_About this task_.
In the column about the week of National Party chaos, what action did Judith Collins take against Simon Bridges?

_Text provided_.
James Elliott sums up a week of National Party chaos propelled by vintage smut and late night stripping

Welcome to Black Friday. There are discounts everywhere – 60 percent off beds at Harvey Norman, 70 percent off ZIP frypans at Briscoes and 100 percent off Judith Collins’ chances of ever becoming Prime Minister. To be fair, as the first rays sun brightened the eastern sky at 5.45am on Wednesday morning, the odds of Judith Collins becoming Prime Minister weren’t all that great to start with.

But before the sun would rise again this morning she was toast. And not just toast, toast that had been heavily charred in a toaster and then scorched under a grill to the point where the smoke alarms had run out of steam. Toast, whose only use could be as a raw material to be ground into a kohl eyeliner and applied only to be smudged and streaked by the tears of bitter disappointment. And all of this all the more remarkable because it was Judith Collins herself who had carried out the charring, the scorching, the grinding, and the smudging. This was a faux pas, placed inside a boo-boo box, secured with gaffe tape and tied up with blunder ribbon.   

This, in case you missed it, was Collins demoting Simon Bridges and stripping him of all his portfolios, following a complaint by Bridges’ caucus colleague Jacqui Dean about inappropriate remarks by Bridges at a caucus retreat. Inappropriate remarks made by Bridges at a caucus retreat five years ago. Bridges was overheard asking caucus colleague Jacqui Deans as to the best ‘method’ to try and conceive a girl, and it wasn’t whether the mother-to-be should be on a diet of spinach, nuts and broccoli. So, inappropriate five years ago and inappropriate now, but even more inappropriate to be used politically five years later as a pretext for shivving a leadership rival.

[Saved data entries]
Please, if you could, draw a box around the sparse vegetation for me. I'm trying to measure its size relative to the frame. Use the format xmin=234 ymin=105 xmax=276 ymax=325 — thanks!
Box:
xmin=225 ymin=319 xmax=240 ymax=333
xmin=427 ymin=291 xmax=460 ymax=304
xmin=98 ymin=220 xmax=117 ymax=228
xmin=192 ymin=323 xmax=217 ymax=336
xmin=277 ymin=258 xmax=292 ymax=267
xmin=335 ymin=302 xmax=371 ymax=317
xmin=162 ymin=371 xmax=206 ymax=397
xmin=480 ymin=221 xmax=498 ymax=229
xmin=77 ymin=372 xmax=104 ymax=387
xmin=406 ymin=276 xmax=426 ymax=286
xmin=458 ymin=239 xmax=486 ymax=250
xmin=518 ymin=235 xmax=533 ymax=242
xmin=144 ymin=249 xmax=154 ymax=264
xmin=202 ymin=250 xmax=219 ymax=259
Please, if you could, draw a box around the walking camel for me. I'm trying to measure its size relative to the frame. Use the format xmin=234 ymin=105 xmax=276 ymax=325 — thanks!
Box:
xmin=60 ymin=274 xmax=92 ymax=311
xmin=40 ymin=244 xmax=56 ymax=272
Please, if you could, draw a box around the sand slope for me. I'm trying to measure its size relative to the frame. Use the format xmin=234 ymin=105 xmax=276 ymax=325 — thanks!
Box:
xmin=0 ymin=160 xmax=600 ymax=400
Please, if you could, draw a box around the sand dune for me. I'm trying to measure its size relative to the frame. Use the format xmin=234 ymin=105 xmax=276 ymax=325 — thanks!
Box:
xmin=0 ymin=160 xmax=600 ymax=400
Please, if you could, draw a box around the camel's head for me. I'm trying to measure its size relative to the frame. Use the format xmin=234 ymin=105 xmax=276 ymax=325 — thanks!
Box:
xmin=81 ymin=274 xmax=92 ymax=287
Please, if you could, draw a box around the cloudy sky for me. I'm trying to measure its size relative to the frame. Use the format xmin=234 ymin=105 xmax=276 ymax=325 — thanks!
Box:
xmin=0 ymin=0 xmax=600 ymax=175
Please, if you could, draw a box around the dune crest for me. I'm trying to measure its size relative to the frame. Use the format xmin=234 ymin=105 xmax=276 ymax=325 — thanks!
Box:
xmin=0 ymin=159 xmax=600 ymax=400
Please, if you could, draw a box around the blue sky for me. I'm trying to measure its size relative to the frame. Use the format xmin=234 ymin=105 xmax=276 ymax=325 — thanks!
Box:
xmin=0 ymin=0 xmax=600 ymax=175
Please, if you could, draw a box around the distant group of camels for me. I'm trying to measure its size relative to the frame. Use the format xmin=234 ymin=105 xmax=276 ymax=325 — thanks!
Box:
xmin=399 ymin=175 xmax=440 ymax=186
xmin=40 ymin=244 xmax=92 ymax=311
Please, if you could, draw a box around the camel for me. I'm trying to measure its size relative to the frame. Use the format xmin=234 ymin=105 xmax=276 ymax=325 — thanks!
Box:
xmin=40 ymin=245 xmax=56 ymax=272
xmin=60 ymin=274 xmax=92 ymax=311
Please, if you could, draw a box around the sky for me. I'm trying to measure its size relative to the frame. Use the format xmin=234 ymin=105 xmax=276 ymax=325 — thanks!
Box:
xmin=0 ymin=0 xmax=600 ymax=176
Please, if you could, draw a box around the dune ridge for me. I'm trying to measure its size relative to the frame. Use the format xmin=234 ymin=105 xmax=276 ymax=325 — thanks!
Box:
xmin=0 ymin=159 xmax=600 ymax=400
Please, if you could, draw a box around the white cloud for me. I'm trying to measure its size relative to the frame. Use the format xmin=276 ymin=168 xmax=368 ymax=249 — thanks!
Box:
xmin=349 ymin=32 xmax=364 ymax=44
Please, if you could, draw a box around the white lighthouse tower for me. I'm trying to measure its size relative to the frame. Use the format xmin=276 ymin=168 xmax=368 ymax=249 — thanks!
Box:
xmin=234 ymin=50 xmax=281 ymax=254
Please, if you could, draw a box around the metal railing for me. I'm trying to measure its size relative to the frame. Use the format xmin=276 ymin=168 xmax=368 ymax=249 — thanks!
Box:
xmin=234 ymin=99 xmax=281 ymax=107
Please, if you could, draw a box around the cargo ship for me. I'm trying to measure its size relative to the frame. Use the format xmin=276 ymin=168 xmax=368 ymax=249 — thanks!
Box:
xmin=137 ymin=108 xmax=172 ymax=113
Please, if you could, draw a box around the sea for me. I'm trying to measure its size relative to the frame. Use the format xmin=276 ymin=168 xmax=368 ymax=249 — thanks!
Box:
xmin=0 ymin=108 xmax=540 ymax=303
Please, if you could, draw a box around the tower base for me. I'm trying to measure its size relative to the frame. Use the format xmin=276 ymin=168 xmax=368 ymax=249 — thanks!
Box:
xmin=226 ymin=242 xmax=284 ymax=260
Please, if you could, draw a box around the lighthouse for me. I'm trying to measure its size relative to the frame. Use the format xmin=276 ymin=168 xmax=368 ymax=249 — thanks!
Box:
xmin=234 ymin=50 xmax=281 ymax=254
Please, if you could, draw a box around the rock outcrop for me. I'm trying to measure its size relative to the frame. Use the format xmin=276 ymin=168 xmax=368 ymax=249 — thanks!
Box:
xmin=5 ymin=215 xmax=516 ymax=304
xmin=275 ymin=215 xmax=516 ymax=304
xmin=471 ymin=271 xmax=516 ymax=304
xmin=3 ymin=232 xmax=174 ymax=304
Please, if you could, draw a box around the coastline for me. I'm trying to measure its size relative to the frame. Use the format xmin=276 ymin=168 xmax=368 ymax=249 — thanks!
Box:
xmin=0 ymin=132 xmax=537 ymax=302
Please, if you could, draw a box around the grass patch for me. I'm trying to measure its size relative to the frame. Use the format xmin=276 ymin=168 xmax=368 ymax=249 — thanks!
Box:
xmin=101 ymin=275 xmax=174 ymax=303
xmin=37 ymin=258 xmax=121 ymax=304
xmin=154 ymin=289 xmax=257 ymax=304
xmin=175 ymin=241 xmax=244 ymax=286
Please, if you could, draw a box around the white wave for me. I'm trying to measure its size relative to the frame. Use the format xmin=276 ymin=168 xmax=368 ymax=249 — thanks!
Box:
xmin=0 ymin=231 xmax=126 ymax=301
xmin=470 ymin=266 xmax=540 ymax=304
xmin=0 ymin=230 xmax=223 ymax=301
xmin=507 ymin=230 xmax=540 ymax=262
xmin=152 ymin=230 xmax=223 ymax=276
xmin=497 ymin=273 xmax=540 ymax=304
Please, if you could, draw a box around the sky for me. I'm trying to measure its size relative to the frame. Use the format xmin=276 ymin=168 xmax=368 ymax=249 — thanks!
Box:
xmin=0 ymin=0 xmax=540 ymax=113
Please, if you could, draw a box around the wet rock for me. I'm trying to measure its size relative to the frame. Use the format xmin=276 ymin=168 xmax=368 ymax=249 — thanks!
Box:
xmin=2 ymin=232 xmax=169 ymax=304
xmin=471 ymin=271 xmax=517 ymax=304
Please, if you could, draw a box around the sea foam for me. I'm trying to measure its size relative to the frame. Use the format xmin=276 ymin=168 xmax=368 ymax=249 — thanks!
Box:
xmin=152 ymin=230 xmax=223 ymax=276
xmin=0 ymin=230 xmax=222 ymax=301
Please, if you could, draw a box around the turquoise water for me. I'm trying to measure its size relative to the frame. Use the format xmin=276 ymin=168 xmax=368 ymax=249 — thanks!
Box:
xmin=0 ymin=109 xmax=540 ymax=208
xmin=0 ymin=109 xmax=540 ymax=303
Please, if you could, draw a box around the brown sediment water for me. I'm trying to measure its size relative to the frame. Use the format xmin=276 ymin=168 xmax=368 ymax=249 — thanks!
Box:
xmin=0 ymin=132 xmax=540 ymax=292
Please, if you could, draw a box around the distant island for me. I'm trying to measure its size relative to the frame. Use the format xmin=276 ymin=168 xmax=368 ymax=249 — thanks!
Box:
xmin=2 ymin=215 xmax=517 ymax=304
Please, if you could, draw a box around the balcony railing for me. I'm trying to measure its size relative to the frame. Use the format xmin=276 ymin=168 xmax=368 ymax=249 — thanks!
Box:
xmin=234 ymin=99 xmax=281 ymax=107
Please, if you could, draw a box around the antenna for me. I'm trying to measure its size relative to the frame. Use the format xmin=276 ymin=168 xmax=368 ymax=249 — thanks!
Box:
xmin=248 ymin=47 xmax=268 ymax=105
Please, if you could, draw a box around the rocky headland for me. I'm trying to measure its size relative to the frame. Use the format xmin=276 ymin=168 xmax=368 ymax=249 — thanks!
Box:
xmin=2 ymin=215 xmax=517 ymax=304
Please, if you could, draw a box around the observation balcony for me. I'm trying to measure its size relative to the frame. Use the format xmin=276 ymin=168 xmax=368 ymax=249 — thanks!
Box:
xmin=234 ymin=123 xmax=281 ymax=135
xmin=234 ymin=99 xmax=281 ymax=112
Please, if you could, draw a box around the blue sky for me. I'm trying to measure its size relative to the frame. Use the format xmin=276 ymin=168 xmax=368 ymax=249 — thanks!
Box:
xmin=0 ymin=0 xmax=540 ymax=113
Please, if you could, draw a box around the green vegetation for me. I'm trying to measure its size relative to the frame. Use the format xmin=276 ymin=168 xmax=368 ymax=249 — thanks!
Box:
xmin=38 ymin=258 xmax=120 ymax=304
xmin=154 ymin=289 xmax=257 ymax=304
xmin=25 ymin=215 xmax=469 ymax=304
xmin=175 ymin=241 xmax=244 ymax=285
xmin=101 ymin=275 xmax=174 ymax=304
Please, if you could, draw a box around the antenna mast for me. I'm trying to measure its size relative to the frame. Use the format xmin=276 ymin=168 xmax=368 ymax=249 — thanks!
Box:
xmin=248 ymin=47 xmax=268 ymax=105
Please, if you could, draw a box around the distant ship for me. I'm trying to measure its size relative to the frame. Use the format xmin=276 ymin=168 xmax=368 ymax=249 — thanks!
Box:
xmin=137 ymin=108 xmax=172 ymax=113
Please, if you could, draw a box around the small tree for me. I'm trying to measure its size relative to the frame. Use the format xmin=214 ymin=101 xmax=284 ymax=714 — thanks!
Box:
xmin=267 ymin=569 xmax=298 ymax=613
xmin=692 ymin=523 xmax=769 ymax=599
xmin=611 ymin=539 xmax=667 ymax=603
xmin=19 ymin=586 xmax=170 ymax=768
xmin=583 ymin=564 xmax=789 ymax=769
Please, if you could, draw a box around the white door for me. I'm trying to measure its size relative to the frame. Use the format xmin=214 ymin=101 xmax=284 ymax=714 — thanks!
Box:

_Task response_.
She demoted Simon Bridges and stripped him of all his portfolios.